— WHAT YOU ARE ASKED TO DO —
How many of the lines below contain the string "colon"? Treat case as significant, and reply with the number alone.

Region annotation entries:
<<<<

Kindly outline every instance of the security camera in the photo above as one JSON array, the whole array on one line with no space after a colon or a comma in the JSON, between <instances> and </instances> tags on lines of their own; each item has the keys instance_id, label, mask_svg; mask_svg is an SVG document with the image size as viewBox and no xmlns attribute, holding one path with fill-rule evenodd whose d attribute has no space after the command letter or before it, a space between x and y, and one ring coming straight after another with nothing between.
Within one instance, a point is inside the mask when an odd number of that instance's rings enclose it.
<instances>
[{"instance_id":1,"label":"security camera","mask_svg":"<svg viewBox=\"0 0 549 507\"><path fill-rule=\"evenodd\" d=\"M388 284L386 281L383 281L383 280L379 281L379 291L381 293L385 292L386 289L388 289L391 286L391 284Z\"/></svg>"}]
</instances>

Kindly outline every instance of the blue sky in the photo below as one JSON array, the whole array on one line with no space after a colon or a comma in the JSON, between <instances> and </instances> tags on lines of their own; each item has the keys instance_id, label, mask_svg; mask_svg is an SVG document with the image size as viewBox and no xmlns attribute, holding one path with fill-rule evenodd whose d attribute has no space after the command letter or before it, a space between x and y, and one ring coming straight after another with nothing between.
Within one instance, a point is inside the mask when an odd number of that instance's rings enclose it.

>>>>
<<<<

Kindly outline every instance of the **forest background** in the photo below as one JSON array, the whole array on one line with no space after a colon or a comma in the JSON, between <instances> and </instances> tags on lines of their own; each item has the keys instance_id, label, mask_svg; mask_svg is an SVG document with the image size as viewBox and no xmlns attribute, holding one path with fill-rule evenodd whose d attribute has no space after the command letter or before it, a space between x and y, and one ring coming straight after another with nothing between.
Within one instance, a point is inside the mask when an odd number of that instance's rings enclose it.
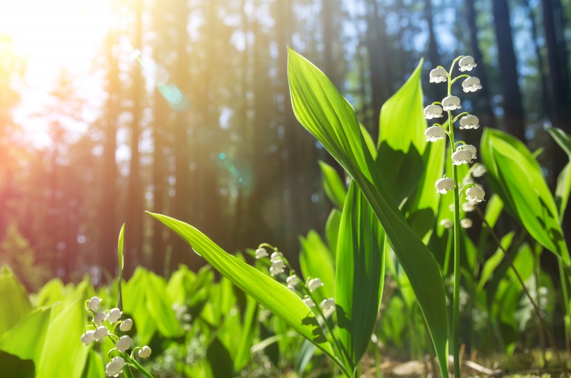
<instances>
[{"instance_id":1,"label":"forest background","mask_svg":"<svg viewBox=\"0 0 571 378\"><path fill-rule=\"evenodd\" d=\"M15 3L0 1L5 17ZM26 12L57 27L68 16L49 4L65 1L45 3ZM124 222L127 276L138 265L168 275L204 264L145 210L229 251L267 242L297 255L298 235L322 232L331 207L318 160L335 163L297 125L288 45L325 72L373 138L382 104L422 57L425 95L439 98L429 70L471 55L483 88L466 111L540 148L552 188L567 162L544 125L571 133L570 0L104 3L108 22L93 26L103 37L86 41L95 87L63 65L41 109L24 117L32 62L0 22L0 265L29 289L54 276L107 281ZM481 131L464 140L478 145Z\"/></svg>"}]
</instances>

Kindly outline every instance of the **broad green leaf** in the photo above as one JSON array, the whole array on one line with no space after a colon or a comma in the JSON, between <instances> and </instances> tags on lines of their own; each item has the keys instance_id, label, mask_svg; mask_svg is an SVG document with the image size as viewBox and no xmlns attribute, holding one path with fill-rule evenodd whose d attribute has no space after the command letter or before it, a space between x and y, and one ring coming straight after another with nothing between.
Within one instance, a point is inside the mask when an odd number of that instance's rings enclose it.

>>>>

— COMPLETED TASK —
4